WHAT TO WORK ON: In the entries below, the word "dark" appears on some lines. Copy each of those lines.

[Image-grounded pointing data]

***

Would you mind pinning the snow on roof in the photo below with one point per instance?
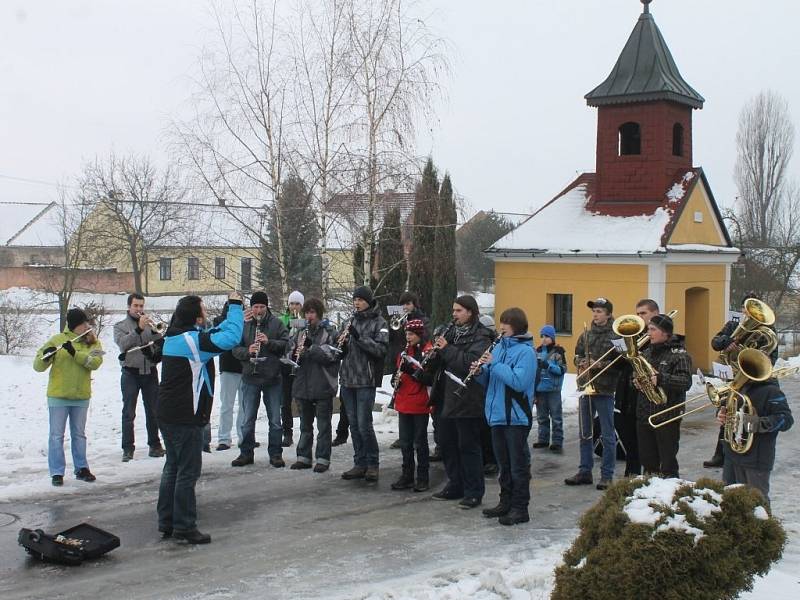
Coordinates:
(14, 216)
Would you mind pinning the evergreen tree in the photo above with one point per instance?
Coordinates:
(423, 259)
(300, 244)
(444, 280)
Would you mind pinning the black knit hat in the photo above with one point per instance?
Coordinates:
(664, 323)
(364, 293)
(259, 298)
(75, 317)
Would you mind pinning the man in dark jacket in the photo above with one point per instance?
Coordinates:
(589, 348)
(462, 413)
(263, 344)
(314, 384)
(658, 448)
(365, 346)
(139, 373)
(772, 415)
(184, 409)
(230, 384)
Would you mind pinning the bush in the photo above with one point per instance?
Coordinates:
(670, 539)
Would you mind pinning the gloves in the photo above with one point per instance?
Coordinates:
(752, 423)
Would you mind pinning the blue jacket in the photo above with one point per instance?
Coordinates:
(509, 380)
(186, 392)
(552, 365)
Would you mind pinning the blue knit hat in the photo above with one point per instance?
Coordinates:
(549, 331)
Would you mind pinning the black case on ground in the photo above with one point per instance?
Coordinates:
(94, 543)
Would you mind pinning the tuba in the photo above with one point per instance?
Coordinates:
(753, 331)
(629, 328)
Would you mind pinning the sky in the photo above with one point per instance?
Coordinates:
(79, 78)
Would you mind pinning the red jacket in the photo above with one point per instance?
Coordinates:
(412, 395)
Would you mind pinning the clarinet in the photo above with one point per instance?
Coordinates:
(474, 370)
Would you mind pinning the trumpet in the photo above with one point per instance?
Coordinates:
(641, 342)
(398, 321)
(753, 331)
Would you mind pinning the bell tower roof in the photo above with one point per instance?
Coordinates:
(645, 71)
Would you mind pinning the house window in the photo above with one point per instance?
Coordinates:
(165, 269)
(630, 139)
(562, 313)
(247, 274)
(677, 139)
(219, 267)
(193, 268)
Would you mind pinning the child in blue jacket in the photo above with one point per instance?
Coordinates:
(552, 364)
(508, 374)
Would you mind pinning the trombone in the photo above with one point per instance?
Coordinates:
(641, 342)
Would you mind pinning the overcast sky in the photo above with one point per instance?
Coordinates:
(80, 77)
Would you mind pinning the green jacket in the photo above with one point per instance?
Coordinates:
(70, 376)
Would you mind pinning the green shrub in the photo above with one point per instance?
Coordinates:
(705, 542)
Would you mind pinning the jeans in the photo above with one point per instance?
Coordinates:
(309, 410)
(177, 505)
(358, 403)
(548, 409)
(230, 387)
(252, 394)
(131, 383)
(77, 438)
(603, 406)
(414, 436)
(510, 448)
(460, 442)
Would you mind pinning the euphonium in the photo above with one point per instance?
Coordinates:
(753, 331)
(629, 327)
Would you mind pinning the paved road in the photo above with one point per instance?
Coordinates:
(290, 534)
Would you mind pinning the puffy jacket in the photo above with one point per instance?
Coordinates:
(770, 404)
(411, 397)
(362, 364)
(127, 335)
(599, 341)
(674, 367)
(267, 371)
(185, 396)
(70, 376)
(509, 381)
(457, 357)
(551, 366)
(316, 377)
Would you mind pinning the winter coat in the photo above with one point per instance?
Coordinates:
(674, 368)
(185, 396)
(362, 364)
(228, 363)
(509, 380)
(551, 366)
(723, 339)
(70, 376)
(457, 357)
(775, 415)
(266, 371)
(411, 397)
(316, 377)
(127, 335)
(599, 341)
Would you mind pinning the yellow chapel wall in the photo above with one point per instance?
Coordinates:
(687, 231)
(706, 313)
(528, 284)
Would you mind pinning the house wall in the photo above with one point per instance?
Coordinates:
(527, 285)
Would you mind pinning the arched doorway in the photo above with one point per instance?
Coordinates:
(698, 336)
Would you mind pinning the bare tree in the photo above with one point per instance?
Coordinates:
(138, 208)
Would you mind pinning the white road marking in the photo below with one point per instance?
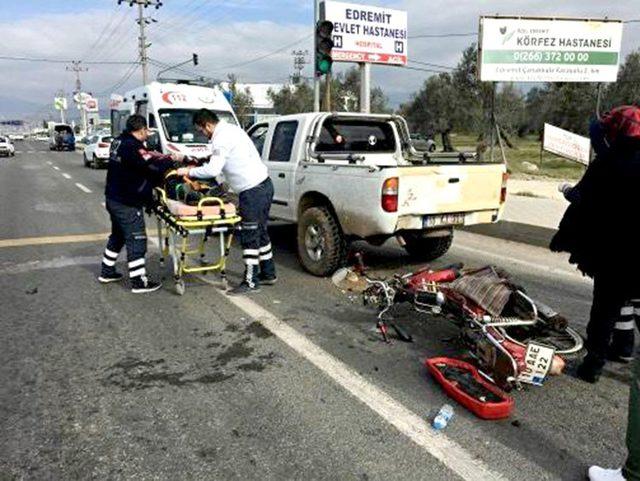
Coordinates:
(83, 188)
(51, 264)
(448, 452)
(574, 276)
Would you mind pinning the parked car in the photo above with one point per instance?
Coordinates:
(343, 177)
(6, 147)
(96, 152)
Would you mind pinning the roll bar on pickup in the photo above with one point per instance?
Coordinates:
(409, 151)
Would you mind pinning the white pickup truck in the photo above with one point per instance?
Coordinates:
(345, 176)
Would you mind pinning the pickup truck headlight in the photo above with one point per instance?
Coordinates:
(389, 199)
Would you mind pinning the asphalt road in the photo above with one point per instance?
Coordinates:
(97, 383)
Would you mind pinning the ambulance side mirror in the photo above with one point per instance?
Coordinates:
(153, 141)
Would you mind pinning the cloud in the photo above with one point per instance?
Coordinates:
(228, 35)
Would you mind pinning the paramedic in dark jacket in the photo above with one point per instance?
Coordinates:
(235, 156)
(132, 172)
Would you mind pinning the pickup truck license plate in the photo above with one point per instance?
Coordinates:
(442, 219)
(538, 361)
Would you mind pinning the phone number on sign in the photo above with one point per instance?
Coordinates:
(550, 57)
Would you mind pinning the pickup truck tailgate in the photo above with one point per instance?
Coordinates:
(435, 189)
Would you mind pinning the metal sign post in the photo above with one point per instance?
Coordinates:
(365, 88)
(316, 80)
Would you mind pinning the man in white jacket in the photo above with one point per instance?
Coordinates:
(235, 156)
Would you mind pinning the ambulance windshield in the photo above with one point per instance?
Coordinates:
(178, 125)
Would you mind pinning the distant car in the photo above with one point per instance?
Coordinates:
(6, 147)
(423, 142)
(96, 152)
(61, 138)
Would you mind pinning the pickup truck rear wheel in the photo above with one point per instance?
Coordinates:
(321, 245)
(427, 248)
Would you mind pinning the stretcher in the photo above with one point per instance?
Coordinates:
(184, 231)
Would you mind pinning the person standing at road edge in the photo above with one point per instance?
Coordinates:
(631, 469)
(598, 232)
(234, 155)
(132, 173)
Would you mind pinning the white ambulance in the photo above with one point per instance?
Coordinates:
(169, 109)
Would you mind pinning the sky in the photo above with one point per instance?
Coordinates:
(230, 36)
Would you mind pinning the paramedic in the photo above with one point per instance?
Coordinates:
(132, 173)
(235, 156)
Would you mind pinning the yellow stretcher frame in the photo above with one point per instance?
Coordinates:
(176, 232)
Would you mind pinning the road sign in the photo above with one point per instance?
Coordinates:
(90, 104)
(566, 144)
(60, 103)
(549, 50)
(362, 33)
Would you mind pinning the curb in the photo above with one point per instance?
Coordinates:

***

ANSWER TO THE EXERCISE:
Would you mind pinning the man in dark jacket in the photo above with one point per instance?
Would you mind pinning the paramedic in dark jacket in the photo above with one point per instance?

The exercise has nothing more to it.